● Extrait du texte:
La méthode dialectique : continuité et discontinuité dans le rapport Hegel/Marx


Marx - Hegel : la dialectique sur la tête.

« Ma méthode dialectique, non seulement diffère par la base de la méthode hégélienne, mais elle en est même l'exact opposé. Pour Hegel le mouvement de la pensée, qu'il personnifie sous le nom de l'idée, est le démiurge de la réalité, laquelle n'est que la forme phénoménale de l'idée. Pour moi, au contraire, le mouvement de la pensée n'est que la réflexion du mouvement réel, transporté et transposé dans le cerveau de l'homme. J'ai critiqué le côté mystique de la dialectique hégélienne il y a près de trente ans, à une époque où elle était encore à la mode... Mais bien que, grâce à son quiproquo, Hegel défigure la dialectique par le mysticisme, ce n'en est pas moins lui qui en a le premier exposé le mouvement d'ensemble. Chez lui elle marche sur la tête ; il suffit de la remettre sur les pieds pour lui trouver la physionomie tout à fait raisonnable. Sous son aspect mystique, la dialectique devint une mode en Allemagne, parce qu'elle semblait glorifier les choses existantes. Sous son aspect rationnel, elle est un scandale et une abomination pour les classes dirigeantes, et leurs idéologues doctrinaires, parce que dans la conception positive des choses existantes, elle inclut du même coup l'intelligence de leur négation fatale, de leur destruction nécessaire, parce que, saisissant le mouvement même, dont toute forme faite n'est qu'une configuration transitoire, rien ne saurait lui en imposer ; parce qu'elle est essentiellement critique et révolutionnaire[1]»

● Consigne de l'exercice: Prolongez le texte consacré à la méthode dialectique chez Hegel et Marx au-delà de sa dernière phrase. Les lignes ci-après forment un matériau indépendant du texte.

[Enregistrements issus d'une collecte de données]
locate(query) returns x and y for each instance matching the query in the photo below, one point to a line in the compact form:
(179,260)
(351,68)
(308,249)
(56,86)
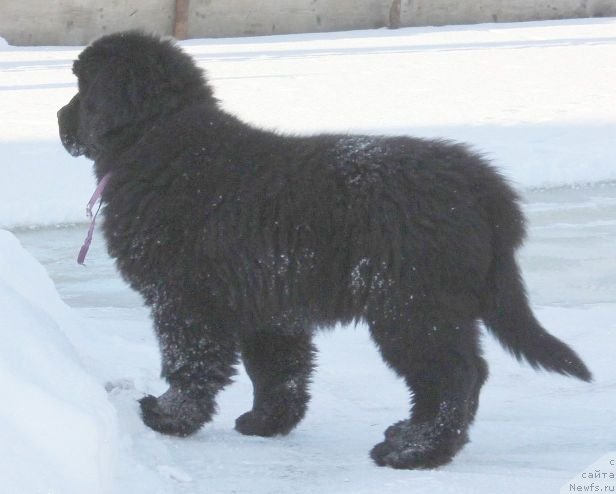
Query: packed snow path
(539,98)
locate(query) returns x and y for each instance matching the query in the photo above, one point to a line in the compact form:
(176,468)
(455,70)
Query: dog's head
(126,81)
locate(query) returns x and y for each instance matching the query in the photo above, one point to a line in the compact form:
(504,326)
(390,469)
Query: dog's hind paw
(416,446)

● Corrigé de l'exercice:
Karl Marx, Postface de la seconde édition allemande du Capital,
Folio, Op Cit., p. 106 – 107

Les attaques dont a pu être victime la méthode dialectique sont nombreuses – au risque parfois d’être un épouvantail et l’occasion d’une critique facile. Par ailleurs, les critiques sans doute les plus virulentes n’ont pas été l’œuvre unique d’auteurs qui se plaçaient en opposition farouche vis à vis de Marx. Ainsi, de John Roemer, l’un des fondateurs du dit "marxisme analytique" qui parlait de yoga du marxisme[2] à propos de la dialectique à Sorel qui la considérait comme un charabia[3] et jusqu’à l’infâme dialectique dont parlait Deleuze trouvant un écho auprès de biens d’autres auteurs contemporains comme Lyotard ou Foucault (aujourd'hui Lordon, par certains aspects), la dialectique aurait a priori été mise à mal. Alors que Marx souhaitait en premier lieu lever et révéler les mystifications d’une manière idéaliste de penser voici que sa méthode apparaît aux yeux de beaucoup comme une nouvelle forme mystificatrice qu’il faudrait écraser du fait de ses fondements a priori quasi religieux.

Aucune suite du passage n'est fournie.